PROVIDED PASSAGE:
========================================

As is shown in FIG. 1, the front part 2 of the sole 1 can be provided with a coupling element 6, such as a transverse axle, adapted for the coupling to a gliding support such as a cross country ski, not shown in the figure. This gliding support can, for example, be any ski, an ice or roller skate, a snowboard or a snowshoe.
The rear part 3 is preferably rigid and substantially non-flexible, which prevents losses by shock absorption and local deformations, and enables a better transmission of the forces. The rear part 3 is made out of any material which guarantees a quasi flexibility of this part, and especially a plastic material with appropriate rigidity, possibly reinforced by glass or carbon fibers, or metallic materials. This rear part preferably has a flexural modulus of elasticity comprised between 260 MPa (Mega Pascal) and 200 GPA (Giga Pascal).
Conversely, the front part 2 is preferably flexible, so as to enable as natural a foot movement as possible. This characteristic provides advantages for use in sports such as cross country skiing and hiking which require a movement of the metatarsophalangeal zone of the foot.
Therefore, this front part 2 is preferably made of a plastic material having an appropriate flexibility for such a foot movement.
FIGS. 2a, 2 b, and 4 illustrate another embodiment of the present invention, and in particular the method for manufacturing a sole according to the present invention.
As shown in FIGS. 2a, 2 b, and 4, the front part 2 and the rear part 3 of the sole 1 overlap on a junction zone 5 with a predetermined length “L”, this length being adjustable according to the size, as will be explained subsequently. The junction or overlapping zone preferably extends in and/or behind the metatarsophalangeal bending zone.
The extreme front limit of the overlapping zone 5 is constituted by the metatarsophalangeal journal axis “Δ”. For reasons related to progressiveness and comfort, and to ensure a better foot movement without fracture, the overlapping zone 5 will preferably have a rigidity comprised between those of the rear part 3 and of the front part 2, or even a rigidity that decreases progressively from its zone of junction with the rear portion up to its zone of junction with the front part, for a perfect transition between these two extreme rigidities.

========================================

Object outline annotations:
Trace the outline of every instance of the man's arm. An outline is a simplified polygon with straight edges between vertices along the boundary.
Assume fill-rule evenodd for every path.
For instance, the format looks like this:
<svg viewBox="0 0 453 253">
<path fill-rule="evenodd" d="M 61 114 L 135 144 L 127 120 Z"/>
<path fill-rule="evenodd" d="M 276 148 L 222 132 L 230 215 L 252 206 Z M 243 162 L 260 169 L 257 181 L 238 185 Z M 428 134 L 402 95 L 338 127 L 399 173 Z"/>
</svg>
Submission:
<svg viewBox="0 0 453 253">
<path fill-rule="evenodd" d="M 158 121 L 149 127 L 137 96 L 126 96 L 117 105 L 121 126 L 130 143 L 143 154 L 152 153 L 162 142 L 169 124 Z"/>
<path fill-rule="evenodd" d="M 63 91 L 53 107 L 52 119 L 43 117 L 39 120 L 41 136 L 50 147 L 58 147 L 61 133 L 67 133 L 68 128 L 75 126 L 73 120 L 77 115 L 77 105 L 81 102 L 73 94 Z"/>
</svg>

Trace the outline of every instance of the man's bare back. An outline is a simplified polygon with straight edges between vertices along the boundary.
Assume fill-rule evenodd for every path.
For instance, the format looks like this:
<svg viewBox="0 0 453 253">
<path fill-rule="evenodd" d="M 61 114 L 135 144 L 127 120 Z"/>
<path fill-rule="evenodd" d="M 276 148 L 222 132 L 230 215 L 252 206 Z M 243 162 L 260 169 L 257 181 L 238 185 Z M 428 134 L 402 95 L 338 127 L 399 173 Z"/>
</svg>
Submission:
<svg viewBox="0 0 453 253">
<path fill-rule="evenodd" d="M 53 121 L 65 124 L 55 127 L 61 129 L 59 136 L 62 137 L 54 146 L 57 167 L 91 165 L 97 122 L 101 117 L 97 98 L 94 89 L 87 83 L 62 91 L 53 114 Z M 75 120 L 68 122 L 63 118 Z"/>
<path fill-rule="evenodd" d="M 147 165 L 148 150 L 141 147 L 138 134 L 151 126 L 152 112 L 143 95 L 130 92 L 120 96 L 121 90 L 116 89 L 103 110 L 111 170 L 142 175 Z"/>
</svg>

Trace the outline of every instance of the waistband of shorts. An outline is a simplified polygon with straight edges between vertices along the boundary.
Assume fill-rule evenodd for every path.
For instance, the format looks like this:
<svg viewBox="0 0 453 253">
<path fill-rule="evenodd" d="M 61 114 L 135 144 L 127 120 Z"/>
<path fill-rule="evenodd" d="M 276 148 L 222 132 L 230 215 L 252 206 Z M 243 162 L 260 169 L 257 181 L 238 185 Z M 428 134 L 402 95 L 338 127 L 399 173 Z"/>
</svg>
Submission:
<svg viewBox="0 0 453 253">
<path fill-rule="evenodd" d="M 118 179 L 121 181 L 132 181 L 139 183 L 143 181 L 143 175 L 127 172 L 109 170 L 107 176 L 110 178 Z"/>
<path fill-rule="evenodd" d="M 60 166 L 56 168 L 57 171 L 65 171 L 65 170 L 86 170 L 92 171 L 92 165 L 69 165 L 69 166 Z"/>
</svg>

========================================

TASKS AND EXERCISES:
1. Can you rewrite the passage about the sole between "As is shown" and "GPA (Giga Pascal).", inclusive, switching "gliding support" to "sliding support"?
2. Answer these questions from the passage about the sole:
(a) What coupling element is given as an example for the front part?
(b) What constitutes the extreme front limit of the overlapping zone?
(c) What is the front part preferably made of?
3. Which figures does the passage about the sole refer to?

TASK ANSWERS:
1.
As is shown in FIG. 1, the front part 2 of the sole 1 can be provided with a coupling element 6, such as a transverse axle, adapted for the coupling to a sliding support such as a cross country ski, not shown in the figure. This sliding support can, for example, be any ski, an ice or roller skate, a snowboard or a snowshoe.
The rear part 3 is preferably rigid and substantially non-flexible, which prevents losses by shock absorption and local deformations, and enables a better transmission of the forces. The rear part 3 is made out of any material which guarantees a quasi flexibility of this part, and especially a plastic material with appropriate rigidity, possibly reinforced by glass or carbon fibers, or metallic materials. This rear part preferably has a flexural modulus of elasticity comprised between 260 MPa (Mega Pascal) and 200 GPA (Giga Pascal).

2.
(a) A transverse axle.
(b) The metatarsophalangeal journal axis "Δ".
(c) A plastic material having an appropriate flexibility for such a foot movement.

3. FIG. 1, FIG. 2a, FIG. 2b, and FIG. 4.